There is such a lot to digest in this very accomplished book, where at least some of the characters are based on Ms West (born Cicily Fairfield) and her family.

I don't think there would be any account that would make Ms West's father (Piers Aubrey in the book, Ms West is Rose) seem anything but an awful person. In both real life and in this novel, he
Spoiler abandons the family, after being the cause of a lot of their extreme poverty.
In the book anyway, Mother seems determined to look on the bright side of life, to the point of foolishness and by the end of the book I wanted to shake her really hard. However, there was a twist at the end, which I really enjoyed.

The book is dedicated to West's sister Letitia, who is the model for Cordelia. The swipes at Cordelia become extremely repetitive and after reading Letititia's Wikipedia page, I can't help wondering if they were motivated by jealousy. https://en.wikipedia.org/wiki/Letitia_Fairfield If that is so, that is very sad as West's literary gifts are so remarkable. Understandably Letitia didn't like this book.

[Collection entries]

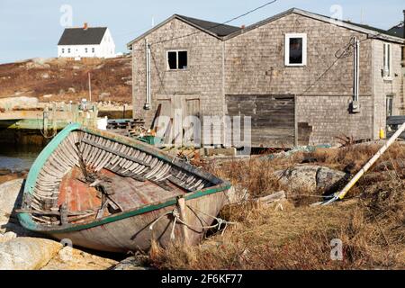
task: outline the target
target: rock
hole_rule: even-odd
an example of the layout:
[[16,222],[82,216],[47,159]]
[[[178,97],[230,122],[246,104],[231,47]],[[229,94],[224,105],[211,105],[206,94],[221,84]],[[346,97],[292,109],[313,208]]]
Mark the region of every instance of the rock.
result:
[[117,264],[115,260],[65,247],[41,270],[106,270]]
[[28,237],[0,243],[0,270],[40,269],[61,248],[58,242]]
[[4,176],[6,175],[12,174],[12,171],[10,169],[1,168],[0,169],[0,176]]
[[21,206],[24,179],[14,179],[0,184],[0,233],[12,231],[17,236],[37,236],[20,225],[15,208]]
[[132,256],[116,265],[112,270],[149,270],[145,266],[139,257]]
[[0,184],[0,221],[16,219],[14,208],[20,206],[24,179],[15,179]]
[[37,107],[38,98],[36,97],[8,97],[0,99],[0,108],[13,110],[16,107],[32,108]]
[[291,190],[329,193],[345,181],[346,174],[320,166],[296,166],[274,172],[282,184]]
[[70,87],[68,89],[68,93],[76,93],[76,89],[74,87]]
[[12,231],[6,232],[5,234],[0,234],[0,243],[4,243],[16,238],[17,234]]
[[99,96],[98,99],[101,101],[104,101],[105,98],[108,98],[111,96],[111,93],[109,92],[103,92]]

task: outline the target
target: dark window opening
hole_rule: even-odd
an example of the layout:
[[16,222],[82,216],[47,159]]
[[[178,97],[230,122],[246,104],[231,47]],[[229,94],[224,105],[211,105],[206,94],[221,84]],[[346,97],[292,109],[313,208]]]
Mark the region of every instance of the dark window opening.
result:
[[302,38],[290,38],[290,64],[302,64]]
[[187,51],[178,52],[178,68],[179,69],[187,68]]
[[187,51],[168,51],[167,65],[169,70],[183,70],[188,65]]
[[177,68],[177,52],[168,52],[167,61],[170,70],[176,70]]

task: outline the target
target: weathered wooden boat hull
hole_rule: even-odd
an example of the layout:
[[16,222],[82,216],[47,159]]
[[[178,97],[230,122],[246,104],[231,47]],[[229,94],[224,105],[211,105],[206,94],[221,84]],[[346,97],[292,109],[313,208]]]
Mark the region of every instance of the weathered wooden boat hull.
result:
[[[189,200],[186,201],[186,203],[190,207],[205,210],[208,215],[217,215],[226,201],[226,195],[220,193]],[[119,253],[148,250],[152,239],[164,248],[173,240],[179,240],[184,245],[199,243],[206,231],[206,229],[202,227],[212,225],[212,219],[198,212],[196,210],[193,212],[193,208],[187,208],[185,222],[190,226],[200,228],[192,230],[185,227],[187,234],[185,237],[183,234],[184,231],[184,225],[176,222],[175,224],[175,238],[171,238],[174,225],[174,219],[171,214],[164,216],[156,222],[153,225],[153,230],[149,229],[153,221],[166,212],[172,212],[176,207],[176,205],[170,205],[93,228],[50,235],[59,240],[65,239],[65,243],[71,241],[73,245],[86,248]]]
[[[64,166],[63,161],[59,160],[58,165],[60,165],[60,167],[55,167],[55,166],[58,166],[55,164],[52,166],[50,162],[55,160],[52,155],[58,149],[59,152],[67,153],[68,150],[71,149],[65,145],[68,143],[66,139],[69,133],[76,130],[100,138],[101,140],[96,140],[99,148],[107,142],[113,142],[114,145],[119,143],[133,149],[130,152],[127,151],[128,154],[120,154],[118,162],[114,162],[114,159],[117,158],[116,156],[109,156],[108,152],[105,151],[98,151],[98,154],[94,154],[98,155],[99,159],[97,159],[97,156],[89,154],[86,158],[88,163],[91,162],[89,159],[93,159],[93,166],[97,166],[99,170],[102,168],[103,163],[105,163],[104,166],[107,167],[111,163],[120,163],[118,166],[122,169],[126,168],[125,171],[131,171],[130,168],[134,166],[133,171],[140,171],[140,169],[144,171],[140,175],[146,176],[147,181],[156,182],[162,178],[163,172],[167,170],[165,167],[170,165],[174,166],[174,171],[184,171],[183,178],[189,179],[187,180],[188,184],[184,184],[183,188],[187,188],[187,185],[188,187],[193,186],[193,183],[196,184],[194,185],[196,187],[201,187],[201,183],[206,184],[202,189],[189,191],[168,199],[145,203],[133,209],[126,208],[120,212],[100,219],[75,223],[63,223],[61,220],[60,223],[58,221],[47,222],[47,217],[39,217],[40,209],[48,207],[52,203],[53,209],[55,209],[60,204],[58,203],[58,198],[60,198],[58,190],[60,190],[63,176],[68,174],[68,171],[71,171],[72,166],[77,166],[76,156],[73,157],[74,159],[72,160],[65,155],[63,160],[68,162],[68,164]],[[82,139],[83,151],[85,152],[86,148],[88,148],[86,141],[89,142],[85,138]],[[123,151],[121,148],[119,149]],[[144,163],[135,158],[130,158],[130,155],[140,155],[140,151],[152,155],[154,159],[144,157]],[[129,159],[139,161],[141,164],[134,165],[133,162],[131,164]],[[147,167],[148,161],[153,165]],[[114,166],[112,164],[110,165],[110,168]],[[50,171],[51,168],[55,168],[55,170]],[[56,175],[57,172],[55,171],[60,171],[60,176]],[[155,171],[155,175],[148,171]],[[45,172],[50,175],[52,181],[40,181],[44,179]],[[195,179],[192,179],[193,176],[195,176]],[[136,177],[140,177],[140,176],[136,176]],[[181,176],[178,177],[179,179],[182,178]],[[203,181],[197,181],[199,177]],[[174,180],[176,180],[175,183],[178,181],[178,179]],[[185,245],[194,245],[201,241],[209,226],[214,222],[214,216],[218,215],[228,200],[227,191],[230,188],[230,184],[228,182],[218,179],[203,170],[162,153],[145,143],[123,136],[84,128],[78,124],[71,124],[52,140],[34,162],[27,177],[22,212],[19,212],[18,217],[22,225],[28,230],[50,235],[55,238],[64,240],[65,243],[71,242],[74,246],[96,250],[122,253],[138,249],[146,250],[150,247],[152,240],[158,241],[162,247],[167,246],[172,240],[179,240]],[[32,210],[31,212],[26,212],[25,211],[29,209]]]

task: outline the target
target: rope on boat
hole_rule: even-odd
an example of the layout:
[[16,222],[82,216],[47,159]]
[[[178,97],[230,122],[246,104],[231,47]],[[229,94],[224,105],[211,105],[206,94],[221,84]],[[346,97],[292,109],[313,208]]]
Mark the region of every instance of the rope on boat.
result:
[[181,218],[180,218],[180,213],[178,212],[177,208],[175,208],[173,211],[167,212],[166,212],[166,213],[160,215],[159,217],[158,217],[158,218],[157,218],[157,219],[149,225],[149,230],[153,230],[153,227],[155,226],[155,224],[156,224],[157,222],[158,222],[158,221],[159,221],[162,218],[164,218],[165,216],[167,216],[167,215],[170,215],[170,214],[173,215],[173,218],[174,218],[174,220],[173,220],[173,226],[172,226],[172,231],[171,231],[171,233],[170,233],[170,238],[171,238],[171,239],[175,239],[175,227],[176,227],[176,222],[180,222],[180,223],[182,223],[183,225],[185,225],[185,227],[187,227],[187,228],[189,228],[189,229],[191,229],[191,230],[199,230],[199,229],[205,230],[205,229],[214,229],[214,228],[217,228],[218,230],[220,230],[220,228],[222,227],[222,225],[225,225],[225,228],[224,228],[223,230],[222,230],[221,235],[223,235],[223,233],[225,232],[225,230],[227,229],[228,224],[236,224],[236,223],[237,223],[237,222],[227,221],[226,220],[223,220],[223,219],[221,219],[221,218],[215,217],[215,216],[212,216],[212,215],[209,215],[209,214],[205,213],[204,212],[202,212],[202,211],[201,211],[201,210],[199,210],[199,209],[197,209],[197,208],[194,208],[194,207],[190,207],[189,205],[187,205],[187,207],[188,207],[190,210],[192,210],[192,211],[193,211],[193,209],[194,209],[194,210],[196,210],[196,211],[202,212],[202,214],[204,214],[204,215],[206,215],[206,216],[208,216],[208,217],[211,217],[211,218],[216,220],[217,220],[217,223],[214,224],[214,225],[210,225],[210,226],[199,226],[199,227],[190,225],[190,224],[186,223],[185,221],[184,221],[183,220],[181,220]]

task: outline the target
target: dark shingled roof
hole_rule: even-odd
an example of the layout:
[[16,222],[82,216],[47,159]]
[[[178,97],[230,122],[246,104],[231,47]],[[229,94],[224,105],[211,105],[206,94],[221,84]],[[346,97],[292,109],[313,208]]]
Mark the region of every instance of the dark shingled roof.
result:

■ SET TASK A:
According to the book review, to whom is the book dedicated?
■ SET TASK B:
Quote the collection entries verbatim from their start through the line that contains "[[177,68],[177,52],[168,52],[167,61],[170,70],[176,70]]", including both ends, and leave the pictures out.

■ RESULT A:
It is dedicated to West's sister Letitia, the model for Cordelia.

■ RESULT B:
task: outline the target
target: rock
hole_rule: even-odd
an example of the layout:
[[16,222],[82,216],[47,159]]
[[[178,97],[230,122],[246,104],[231,47]],[[229,94],[224,105],[211,105],[206,94],[221,84]],[[346,97],[292,109],[313,208]]]
Mark the region of every instance of the rock.
result:
[[117,264],[115,260],[65,247],[41,270],[106,270]]
[[28,237],[0,243],[0,270],[40,269],[61,248],[58,242]]
[[4,176],[6,175],[12,174],[12,171],[10,169],[1,168],[0,169],[0,176]]
[[21,206],[24,179],[14,179],[0,184],[0,233],[12,231],[17,236],[37,236],[20,225],[15,208]]
[[132,256],[116,265],[112,270],[149,270],[145,266],[139,257]]
[[0,184],[0,221],[16,219],[14,208],[20,206],[24,179],[15,179]]
[[37,107],[38,98],[36,97],[8,97],[0,99],[0,108],[13,110],[16,107],[32,108]]
[[291,190],[329,193],[345,181],[346,174],[320,166],[296,166],[274,172],[282,184]]
[[70,87],[68,89],[68,93],[76,93],[76,89],[74,87]]
[[12,231],[6,232],[5,234],[0,234],[0,243],[4,243],[16,238],[17,234]]
[[99,96],[98,99],[101,101],[104,101],[105,98],[108,98],[111,96],[111,93],[109,92],[103,92]]

task: outline the target
target: dark window opening
hole_rule: even-odd
an example of the layout:
[[16,222],[82,216],[47,159]]
[[[178,97],[230,122],[246,104],[231,47]],[[229,94],[224,105],[211,105],[206,94],[221,84]],[[346,97],[292,109],[313,208]]]
Mark the region of every instance of the dark window opening.
result:
[[302,38],[290,38],[290,64],[302,64]]
[[187,51],[178,52],[178,68],[179,69],[187,68]]
[[187,51],[168,51],[167,65],[169,70],[183,70],[188,65]]
[[177,68],[177,52],[168,52],[167,61],[170,70],[176,70]]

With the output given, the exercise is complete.